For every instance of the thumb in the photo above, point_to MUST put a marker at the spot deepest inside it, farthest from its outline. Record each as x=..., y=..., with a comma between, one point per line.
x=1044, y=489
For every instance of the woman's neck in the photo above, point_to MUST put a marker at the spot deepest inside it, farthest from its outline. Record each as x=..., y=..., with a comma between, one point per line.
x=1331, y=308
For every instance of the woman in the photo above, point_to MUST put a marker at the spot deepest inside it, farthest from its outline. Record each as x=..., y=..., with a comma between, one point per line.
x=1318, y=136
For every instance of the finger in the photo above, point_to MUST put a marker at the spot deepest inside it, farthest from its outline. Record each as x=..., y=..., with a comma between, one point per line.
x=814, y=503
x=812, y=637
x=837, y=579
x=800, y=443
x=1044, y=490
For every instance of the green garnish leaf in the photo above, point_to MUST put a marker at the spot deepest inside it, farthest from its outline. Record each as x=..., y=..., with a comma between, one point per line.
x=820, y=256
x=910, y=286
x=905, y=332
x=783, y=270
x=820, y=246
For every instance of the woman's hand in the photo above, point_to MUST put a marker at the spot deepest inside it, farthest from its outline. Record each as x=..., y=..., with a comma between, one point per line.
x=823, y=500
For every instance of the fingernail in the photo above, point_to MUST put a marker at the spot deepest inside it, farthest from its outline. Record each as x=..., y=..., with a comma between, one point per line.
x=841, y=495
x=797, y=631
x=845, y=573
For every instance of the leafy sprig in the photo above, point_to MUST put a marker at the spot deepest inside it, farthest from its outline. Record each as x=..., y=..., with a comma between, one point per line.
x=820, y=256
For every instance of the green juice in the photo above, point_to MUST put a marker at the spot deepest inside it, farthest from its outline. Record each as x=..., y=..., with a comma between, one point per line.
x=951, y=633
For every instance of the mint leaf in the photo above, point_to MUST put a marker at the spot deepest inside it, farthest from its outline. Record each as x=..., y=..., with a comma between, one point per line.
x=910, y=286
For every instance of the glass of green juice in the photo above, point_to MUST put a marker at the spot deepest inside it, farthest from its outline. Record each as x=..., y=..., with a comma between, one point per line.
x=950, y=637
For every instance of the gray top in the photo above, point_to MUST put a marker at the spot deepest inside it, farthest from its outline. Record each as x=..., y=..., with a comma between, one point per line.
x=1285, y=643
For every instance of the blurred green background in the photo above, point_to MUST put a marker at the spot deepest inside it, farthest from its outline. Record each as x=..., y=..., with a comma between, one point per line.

**Challenge**: Switch every "marker" in the entries above to "dot" and write all the entries out again, leaving everything else unchanged.

**Answer to this exercise**:
For every instance of the thumb in the photo above, point_to MUST put a dot at the spot deepest inside it, farthest from its outline. Record each as x=..., y=..., with a comma between, one point per line.
x=1044, y=489
For every instance of the woman's neck in the photo above, point_to MUST put a dot at the spot deepest inside it, farthest from its outline. Record each as x=..., y=..., with a comma between, one point per line.
x=1331, y=308
For every instance of the woman in the photo above, point_to MUST put a dot at the spot deepest inside it, farthest from its outline. Record each as x=..., y=..., with a comma between, one point per line.
x=1318, y=136
For every instance of the finger in the photo above, point_to MUST put a dot at the spot deepest inside it, farthest from its outline. Record each as x=..., y=..., with a comma between, one point per line.
x=814, y=503
x=812, y=637
x=837, y=579
x=800, y=443
x=1044, y=490
For every instance of the green garnish leaf in the photo above, point_to MUST put a dot at the spot deepest inside it, farthest from its outline. Record each as x=..., y=..., with a comma between, one point per line.
x=820, y=256
x=910, y=286
x=905, y=332
x=783, y=270
x=820, y=246
For every instance of the woman's hand in the photo above, point_to MUST put a dot at the spot deepest inside it, farthest from its outline. Record each as x=..., y=..., with a comma between, one point per line.
x=823, y=500
For every instance of the fingernail in the photo above, point_to MUST put a dot at the spot deepest inside it, farthest from its outline. Record each as x=..., y=..., with a comma between, one point per line.
x=841, y=495
x=797, y=631
x=845, y=573
For every instance of the leafy sprig in the photo above, point_to MUST put a dot at the spot deepest inside it, farthest from its outline. Record each as x=..., y=..., with a comma between, one point per line.
x=820, y=256
For every instance of the green juice in the photo above, point_to MUST put a dot at the spot deepest inside it, farthest from its outline. Record each as x=..., y=..., with a comma between, one point per line.
x=951, y=633
For every instance of the mint leaf in the photo above, point_to MUST put a dot at the spot deepest inside it, farthest from its outline. Record each as x=..., y=..., with a comma between, one point per line.
x=910, y=286
For every instance of the glass of green juice in the photo above, point_to MUST put a dot at the spot deepest inside it, farthest from its outline. Record each as x=..., y=..., with a comma between, one point per line.
x=950, y=637
For every instance of the gray top in the photo above, point_to MUST put a dot at the spot deepest inside it, farthest from its outline. Record each as x=..., y=..., with a comma between, one point per line.
x=1285, y=643
For every instance of the blurred green background in the photo above, point_to MUST put a dot at the spot deepest inside it, farthest from its outline. Record each as x=..., y=..., with a comma between, one point per line.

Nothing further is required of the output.